What you are asked to do:
Output the material exactly as it appears, from the start through the line containing "(0, 319), (650, 366)", both ends included.

Information supplied:
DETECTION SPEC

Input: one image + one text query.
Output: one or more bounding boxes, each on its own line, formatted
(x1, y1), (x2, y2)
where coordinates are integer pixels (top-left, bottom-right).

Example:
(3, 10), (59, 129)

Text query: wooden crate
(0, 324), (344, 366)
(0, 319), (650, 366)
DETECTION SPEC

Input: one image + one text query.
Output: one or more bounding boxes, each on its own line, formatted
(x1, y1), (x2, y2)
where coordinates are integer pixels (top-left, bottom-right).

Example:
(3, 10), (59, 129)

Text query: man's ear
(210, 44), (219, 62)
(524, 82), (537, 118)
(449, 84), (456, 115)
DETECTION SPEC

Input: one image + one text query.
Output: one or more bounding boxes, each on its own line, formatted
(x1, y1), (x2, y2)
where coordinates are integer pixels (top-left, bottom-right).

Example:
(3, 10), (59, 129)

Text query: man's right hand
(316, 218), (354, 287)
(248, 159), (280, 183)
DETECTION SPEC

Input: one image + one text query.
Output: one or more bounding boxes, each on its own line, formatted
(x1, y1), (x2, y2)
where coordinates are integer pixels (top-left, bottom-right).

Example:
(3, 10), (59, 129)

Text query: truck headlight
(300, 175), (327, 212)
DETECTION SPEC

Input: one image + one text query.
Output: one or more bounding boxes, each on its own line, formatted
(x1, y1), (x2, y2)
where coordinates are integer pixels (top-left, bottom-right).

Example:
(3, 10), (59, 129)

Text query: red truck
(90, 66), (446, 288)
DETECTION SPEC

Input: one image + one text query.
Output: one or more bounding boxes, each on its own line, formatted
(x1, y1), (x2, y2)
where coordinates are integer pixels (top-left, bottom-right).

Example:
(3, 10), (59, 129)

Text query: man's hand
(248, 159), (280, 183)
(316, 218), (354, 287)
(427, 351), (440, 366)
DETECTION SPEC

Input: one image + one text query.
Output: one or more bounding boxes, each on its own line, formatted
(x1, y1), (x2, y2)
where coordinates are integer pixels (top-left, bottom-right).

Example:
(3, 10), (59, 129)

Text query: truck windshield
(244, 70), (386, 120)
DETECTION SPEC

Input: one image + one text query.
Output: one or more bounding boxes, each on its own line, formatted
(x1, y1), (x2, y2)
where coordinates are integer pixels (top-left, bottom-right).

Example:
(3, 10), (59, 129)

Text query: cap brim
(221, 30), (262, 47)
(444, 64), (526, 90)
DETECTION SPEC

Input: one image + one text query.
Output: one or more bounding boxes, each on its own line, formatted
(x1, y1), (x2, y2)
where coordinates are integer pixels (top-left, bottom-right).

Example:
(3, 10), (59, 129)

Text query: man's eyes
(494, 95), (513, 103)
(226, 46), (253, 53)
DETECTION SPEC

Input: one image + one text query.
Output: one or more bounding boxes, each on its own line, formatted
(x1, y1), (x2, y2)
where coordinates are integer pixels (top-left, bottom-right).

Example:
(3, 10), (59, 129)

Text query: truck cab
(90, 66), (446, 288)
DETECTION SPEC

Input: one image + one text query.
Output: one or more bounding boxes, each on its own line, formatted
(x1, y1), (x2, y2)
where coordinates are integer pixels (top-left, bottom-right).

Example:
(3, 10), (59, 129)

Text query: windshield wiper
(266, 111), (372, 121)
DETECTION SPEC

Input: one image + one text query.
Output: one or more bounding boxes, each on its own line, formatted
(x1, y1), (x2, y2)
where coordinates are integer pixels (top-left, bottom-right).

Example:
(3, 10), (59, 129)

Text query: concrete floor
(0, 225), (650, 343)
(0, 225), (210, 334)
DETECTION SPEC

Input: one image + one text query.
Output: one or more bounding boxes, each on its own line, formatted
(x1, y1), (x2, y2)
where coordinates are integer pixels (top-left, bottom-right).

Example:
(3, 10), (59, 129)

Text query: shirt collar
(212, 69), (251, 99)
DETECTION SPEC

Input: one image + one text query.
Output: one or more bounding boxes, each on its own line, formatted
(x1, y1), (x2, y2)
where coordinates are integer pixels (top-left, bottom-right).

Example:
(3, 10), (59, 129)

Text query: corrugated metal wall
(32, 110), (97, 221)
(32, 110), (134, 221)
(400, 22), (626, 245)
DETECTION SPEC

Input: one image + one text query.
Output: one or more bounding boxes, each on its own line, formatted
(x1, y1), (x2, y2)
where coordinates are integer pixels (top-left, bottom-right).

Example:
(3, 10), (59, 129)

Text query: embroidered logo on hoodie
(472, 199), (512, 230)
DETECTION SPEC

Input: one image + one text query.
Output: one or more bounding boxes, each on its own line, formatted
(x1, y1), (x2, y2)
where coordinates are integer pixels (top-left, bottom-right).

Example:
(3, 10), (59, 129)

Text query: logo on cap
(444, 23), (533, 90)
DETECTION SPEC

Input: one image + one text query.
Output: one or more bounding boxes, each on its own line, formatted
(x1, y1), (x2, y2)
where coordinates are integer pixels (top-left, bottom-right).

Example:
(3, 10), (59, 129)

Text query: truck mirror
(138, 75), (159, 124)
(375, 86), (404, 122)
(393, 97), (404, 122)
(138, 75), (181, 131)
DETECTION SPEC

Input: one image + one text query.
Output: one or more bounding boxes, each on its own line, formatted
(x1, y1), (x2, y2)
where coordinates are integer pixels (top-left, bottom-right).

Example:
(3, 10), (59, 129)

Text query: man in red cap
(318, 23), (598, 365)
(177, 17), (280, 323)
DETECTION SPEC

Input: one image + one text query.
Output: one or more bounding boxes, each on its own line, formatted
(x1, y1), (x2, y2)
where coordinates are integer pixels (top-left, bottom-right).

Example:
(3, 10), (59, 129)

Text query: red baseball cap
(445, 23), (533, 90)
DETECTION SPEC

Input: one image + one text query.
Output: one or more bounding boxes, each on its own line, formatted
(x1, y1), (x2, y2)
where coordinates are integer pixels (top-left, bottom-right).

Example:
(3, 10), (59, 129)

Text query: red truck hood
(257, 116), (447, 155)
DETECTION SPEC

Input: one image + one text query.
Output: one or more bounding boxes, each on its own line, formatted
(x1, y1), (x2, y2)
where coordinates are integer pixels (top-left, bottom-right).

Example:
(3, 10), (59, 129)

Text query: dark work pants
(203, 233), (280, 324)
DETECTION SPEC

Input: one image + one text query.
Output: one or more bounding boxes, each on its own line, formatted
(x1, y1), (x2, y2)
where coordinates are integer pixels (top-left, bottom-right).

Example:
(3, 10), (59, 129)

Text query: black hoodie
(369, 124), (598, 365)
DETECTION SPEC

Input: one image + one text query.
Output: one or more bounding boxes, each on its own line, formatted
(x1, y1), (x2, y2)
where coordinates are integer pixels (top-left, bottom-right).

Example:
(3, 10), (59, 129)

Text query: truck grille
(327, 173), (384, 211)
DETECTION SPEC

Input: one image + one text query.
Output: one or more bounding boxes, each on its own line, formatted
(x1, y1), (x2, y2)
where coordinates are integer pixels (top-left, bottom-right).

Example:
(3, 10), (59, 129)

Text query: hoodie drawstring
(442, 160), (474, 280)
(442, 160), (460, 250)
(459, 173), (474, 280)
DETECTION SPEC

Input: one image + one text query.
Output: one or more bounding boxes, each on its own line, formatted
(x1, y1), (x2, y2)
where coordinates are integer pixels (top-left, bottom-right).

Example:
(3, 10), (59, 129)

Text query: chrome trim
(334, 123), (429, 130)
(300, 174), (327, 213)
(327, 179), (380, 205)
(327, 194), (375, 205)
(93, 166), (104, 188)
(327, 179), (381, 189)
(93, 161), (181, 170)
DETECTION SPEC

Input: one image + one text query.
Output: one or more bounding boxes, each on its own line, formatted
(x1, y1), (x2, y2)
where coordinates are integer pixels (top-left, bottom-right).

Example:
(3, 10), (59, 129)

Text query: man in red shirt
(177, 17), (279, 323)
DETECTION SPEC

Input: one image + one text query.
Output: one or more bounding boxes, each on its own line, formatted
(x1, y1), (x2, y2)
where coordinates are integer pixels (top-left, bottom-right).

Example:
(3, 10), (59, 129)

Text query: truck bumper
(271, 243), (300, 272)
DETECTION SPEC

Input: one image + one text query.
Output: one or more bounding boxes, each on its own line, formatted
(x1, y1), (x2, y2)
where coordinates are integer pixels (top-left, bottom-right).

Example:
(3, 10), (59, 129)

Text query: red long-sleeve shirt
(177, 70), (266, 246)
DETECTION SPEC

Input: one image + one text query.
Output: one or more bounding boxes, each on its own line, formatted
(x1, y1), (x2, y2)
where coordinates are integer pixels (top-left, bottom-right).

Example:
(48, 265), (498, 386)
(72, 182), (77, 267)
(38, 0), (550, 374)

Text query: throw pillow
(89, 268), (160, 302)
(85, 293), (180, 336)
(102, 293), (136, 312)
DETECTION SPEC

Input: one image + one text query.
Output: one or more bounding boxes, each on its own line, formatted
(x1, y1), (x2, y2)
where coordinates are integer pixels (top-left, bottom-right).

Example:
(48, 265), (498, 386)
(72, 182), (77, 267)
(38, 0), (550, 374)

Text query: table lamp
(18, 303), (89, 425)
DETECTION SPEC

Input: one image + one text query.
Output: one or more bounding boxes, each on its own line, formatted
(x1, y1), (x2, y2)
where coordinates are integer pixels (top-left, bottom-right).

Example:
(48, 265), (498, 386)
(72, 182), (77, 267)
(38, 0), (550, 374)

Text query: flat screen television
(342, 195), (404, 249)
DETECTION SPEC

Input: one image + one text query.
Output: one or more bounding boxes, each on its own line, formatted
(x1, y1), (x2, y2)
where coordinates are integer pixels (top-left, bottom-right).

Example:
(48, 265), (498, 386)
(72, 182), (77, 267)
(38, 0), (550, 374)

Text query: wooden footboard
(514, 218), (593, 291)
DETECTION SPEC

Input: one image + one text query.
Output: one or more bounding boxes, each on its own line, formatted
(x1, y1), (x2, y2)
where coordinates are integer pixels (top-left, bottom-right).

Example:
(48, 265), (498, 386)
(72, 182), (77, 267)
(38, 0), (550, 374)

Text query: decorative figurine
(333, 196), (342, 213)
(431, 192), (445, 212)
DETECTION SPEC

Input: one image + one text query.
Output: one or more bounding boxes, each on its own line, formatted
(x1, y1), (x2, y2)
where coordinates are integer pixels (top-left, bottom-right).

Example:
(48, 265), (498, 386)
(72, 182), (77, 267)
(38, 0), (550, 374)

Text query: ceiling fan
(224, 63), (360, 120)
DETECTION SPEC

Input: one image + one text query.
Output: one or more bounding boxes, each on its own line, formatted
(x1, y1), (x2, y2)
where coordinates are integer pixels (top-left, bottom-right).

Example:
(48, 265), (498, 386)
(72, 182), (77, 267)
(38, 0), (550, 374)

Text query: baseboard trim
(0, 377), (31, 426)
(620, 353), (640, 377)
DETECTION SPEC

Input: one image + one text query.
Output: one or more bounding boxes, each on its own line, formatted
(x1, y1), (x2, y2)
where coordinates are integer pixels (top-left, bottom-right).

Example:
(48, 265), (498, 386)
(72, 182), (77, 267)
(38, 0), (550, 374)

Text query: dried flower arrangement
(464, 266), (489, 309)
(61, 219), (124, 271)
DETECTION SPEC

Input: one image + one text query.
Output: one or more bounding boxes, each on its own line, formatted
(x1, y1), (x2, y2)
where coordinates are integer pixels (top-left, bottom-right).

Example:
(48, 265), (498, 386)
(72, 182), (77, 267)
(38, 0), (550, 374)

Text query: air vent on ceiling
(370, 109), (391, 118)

The response:
DETECTION SPEC

Input: one image + one text query.
Output: one or more bounding boxes, each on its own line, formatted
(x1, y1), (x2, y2)
where coordinates are integer pixels (top-left, bottom-right).

Example:
(3, 10), (59, 129)

Text query: wooden crate
(0, 324), (344, 366)
(0, 319), (650, 366)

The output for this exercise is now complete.